### Problem description
There is a line below that contains "query | recessed ceiling light". Please reproduce it and all following lines exactly, through the final one.

[Photo-based referring expression data]
────────────────

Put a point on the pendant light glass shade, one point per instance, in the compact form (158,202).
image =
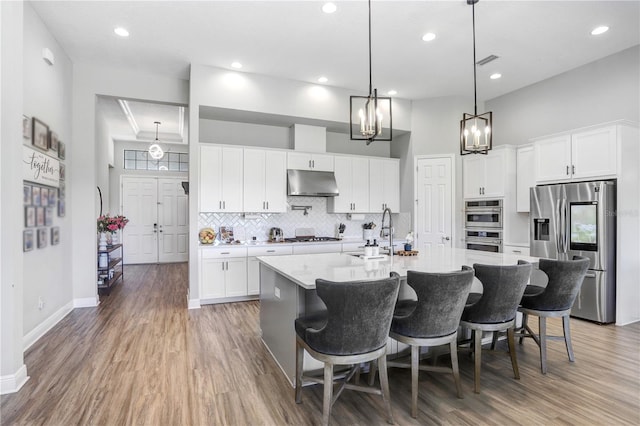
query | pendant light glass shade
(155,150)
(370,116)
(476,130)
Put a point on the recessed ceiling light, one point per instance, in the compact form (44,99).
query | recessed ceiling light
(329,7)
(428,37)
(600,30)
(122,32)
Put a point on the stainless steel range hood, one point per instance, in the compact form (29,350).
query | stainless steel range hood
(312,183)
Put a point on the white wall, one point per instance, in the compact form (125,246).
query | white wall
(47,95)
(598,92)
(13,372)
(90,81)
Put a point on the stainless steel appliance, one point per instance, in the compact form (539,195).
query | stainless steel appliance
(483,214)
(484,240)
(579,219)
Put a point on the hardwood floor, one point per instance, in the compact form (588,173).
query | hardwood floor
(142,358)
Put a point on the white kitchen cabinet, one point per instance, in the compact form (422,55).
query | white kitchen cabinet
(484,175)
(221,177)
(310,161)
(253,265)
(525,177)
(384,185)
(223,272)
(579,155)
(352,177)
(265,181)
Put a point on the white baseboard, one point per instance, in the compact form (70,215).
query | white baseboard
(86,302)
(31,337)
(13,382)
(193,303)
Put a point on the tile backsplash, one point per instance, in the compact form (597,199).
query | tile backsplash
(325,224)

────────────────

### Response to this task
query | recessed ceiling light
(329,7)
(428,37)
(600,30)
(122,32)
Put a point on the stainless steel range hood, one point per instance, in the compact form (29,350).
query | stainless steel range hood
(312,183)
Put a point on the white wall, one point per instance, in the compact form (125,246).
query | white wall
(47,95)
(598,92)
(13,372)
(90,81)
Put a point on the stainless steel appliance, one point per instance, in the compact form (539,195).
query | stainless steel appliance
(483,214)
(484,240)
(579,219)
Put a point on the hardwood floor, one point per instance, in the compact form (588,173).
query | hardwood floor
(142,358)
Put a point on the white kitchen cabinet, one point per instance, in the compact form (422,55).
query | white kitchen cabinet
(484,175)
(221,177)
(310,161)
(253,265)
(525,177)
(384,185)
(223,272)
(579,155)
(352,177)
(265,181)
Put a point on the white baseboard, one point per instance, in the compact form (70,215).
query | white baseboard
(86,302)
(31,337)
(13,382)
(193,303)
Put a point on the tile backsplash, one point per instance, in the compact form (597,199).
query | tile backsplash
(325,224)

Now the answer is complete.